* [WORK TO BE COMPLETED] Every record below should be transcribed exactly. Omit the images.

*** Opening PROVIDED DATA ***

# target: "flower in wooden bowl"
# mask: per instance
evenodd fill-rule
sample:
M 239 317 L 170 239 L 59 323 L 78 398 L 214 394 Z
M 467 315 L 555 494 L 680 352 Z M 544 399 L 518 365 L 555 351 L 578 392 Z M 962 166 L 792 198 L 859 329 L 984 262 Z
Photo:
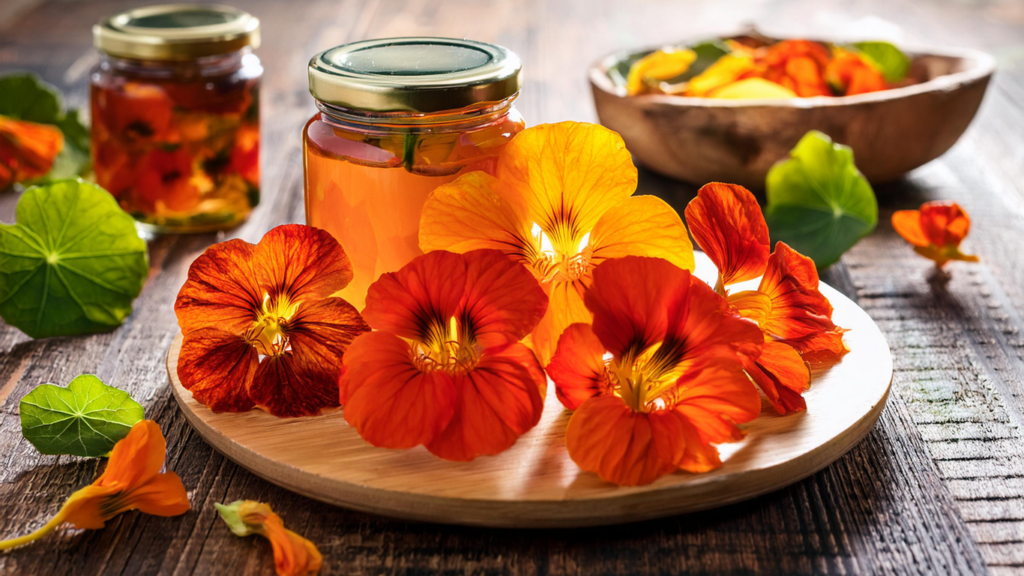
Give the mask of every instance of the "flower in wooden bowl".
M 948 150 L 974 118 L 995 70 L 995 60 L 982 52 L 907 49 L 906 79 L 887 78 L 885 89 L 878 89 L 879 79 L 850 52 L 858 44 L 881 43 L 819 43 L 833 53 L 825 63 L 807 54 L 785 61 L 761 57 L 750 48 L 752 37 L 690 44 L 696 58 L 690 76 L 681 76 L 684 82 L 647 78 L 653 88 L 633 95 L 622 73 L 652 49 L 602 58 L 589 71 L 601 123 L 621 134 L 634 157 L 656 172 L 696 184 L 727 181 L 751 188 L 764 186 L 768 169 L 804 134 L 820 130 L 853 148 L 858 167 L 878 183 Z M 765 54 L 776 42 L 756 39 Z M 693 80 L 698 69 L 710 68 L 726 53 L 712 74 Z M 800 89 L 808 78 L 819 80 L 814 62 L 820 80 L 838 95 L 785 97 L 814 93 Z M 781 88 L 764 91 L 765 80 Z

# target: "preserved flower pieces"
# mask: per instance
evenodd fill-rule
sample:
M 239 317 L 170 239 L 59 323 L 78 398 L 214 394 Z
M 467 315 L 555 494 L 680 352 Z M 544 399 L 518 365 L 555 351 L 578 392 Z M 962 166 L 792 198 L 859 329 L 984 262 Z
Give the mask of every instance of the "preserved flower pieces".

*** Closing PROVIDED DATA ***

* [OUTPUT OF THE EXERCISE]
# target: "flower in wooden bowl"
# mask: per instance
evenodd fill-rule
sample:
M 239 317 L 170 239 L 59 323 L 78 398 L 214 394 Z
M 467 315 L 555 494 L 680 352 Z M 544 399 L 518 365 L 555 351 L 578 392 Z M 962 166 L 792 198 L 859 329 L 984 262 Z
Photo:
Give the mask of every instance of the "flower in wooden bowl".
M 948 150 L 974 118 L 995 70 L 995 60 L 982 52 L 907 49 L 906 79 L 887 78 L 885 89 L 878 89 L 879 79 L 850 52 L 858 44 L 881 43 L 819 43 L 833 53 L 825 63 L 807 54 L 785 61 L 761 57 L 750 48 L 752 37 L 690 44 L 696 58 L 690 76 L 681 76 L 684 82 L 647 78 L 653 88 L 633 95 L 622 73 L 652 49 L 602 58 L 589 71 L 601 123 L 621 134 L 634 157 L 656 172 L 696 184 L 727 181 L 751 188 L 764 186 L 768 169 L 804 134 L 820 130 L 853 148 L 858 167 L 878 183 Z M 765 54 L 776 42 L 756 39 Z M 693 80 L 698 69 L 710 68 L 726 53 L 712 74 Z M 800 89 L 808 78 L 819 80 L 814 62 L 820 80 L 838 95 L 785 97 L 814 93 Z M 781 88 L 764 91 L 765 80 Z

# target: "preserved flower pieces"
# mask: per instance
evenodd fill-rule
sample:
M 239 317 L 170 239 L 59 323 L 78 398 L 214 394 Z
M 467 315 L 555 494 L 680 352 Z M 544 399 L 518 365 L 555 351 L 578 392 Z M 962 166 L 792 198 L 859 329 L 984 262 Z
Give the mask of every instance of the "preserved flower pieces".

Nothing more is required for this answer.